> Given passage:
§
Before Operating a Forklift, Know Which Gear is Forward

Police LineA 27-year-old Malaysian man learned the hard way that it’s a bad idea to get behind the wheel of a forklift if you don’t know the difference between the forward gear and reverse. His mistake landed him in the jailhouse and left another man with a serious disability.

Theenatayalan Ahumoolam, an employee of the food distributor Gan Teck Kar Investments, in Singapore, was working at the company’s office building in Sin Ming Road on May 29th of last year when he noticed a pile of wood pallets lying on the loading bay.

No Forklift Certification

Despite the fact that he is not licensed to operate a forklift, Ahumoolam thought it would be a good idea to straighten up a bit by jumping into a nearby lift truck and doing the job himself.

Unfortunately, he put the forklift into the wrong gear. So instead of moving forward, the vehicle jerked backwards, pinning a truck driver — Leonard Yong Tze Chiang, 34 — between the forklift and a concrete pillar, according to a report from Channel News Asia.

Alarmed, Ahumoolam tried to use the vehicle to release Yong. But he engaged the wrong gear again, slamming into Yong a second time.
§
> Data for review:

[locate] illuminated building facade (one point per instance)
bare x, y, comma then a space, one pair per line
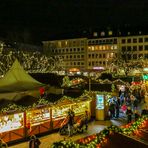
134, 48
98, 53
72, 51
§
> Complete the following:
1) In the forklift accident article, which company employed Theenatayalan Ahumoolam?
2) Pick up the forklift accident article after its last sentence and carry it forward.

> Numbered responses:
1) Gan Teck Kar Investments, a food distributor in Singapore.

2)
LIfe-Changing Injuries

Yong was rushed to nearby Tan Tock Seng Hospital, where he underwent emergency surgery for a shattered pelvis. He subsequently has had other operations and six months after the accident still required the use of a catheter and colostomy bag.

Yong’s employer told reporters that had he been shorter, he could have been killed because the forklift would have smashed his chest into the pillar rather than his pelvis.

Driver’s Day in Court

Last week, Ahumoolam pleaded guilty to causing grievous hurt by acting so negligently as to endanger the life or safety of others. He begged for mercy from Judge Siva Shanmugam, claiming that he never meant to hurt anybody.

But the judge felt that the nature of the case and the victim’s injury warranted a jail term. He sentenced Ahumoolam to a week in a Singapore jail. He had been eligible for up to two years in prison and a fine of up to S$5,000, the equivalent of $3,743.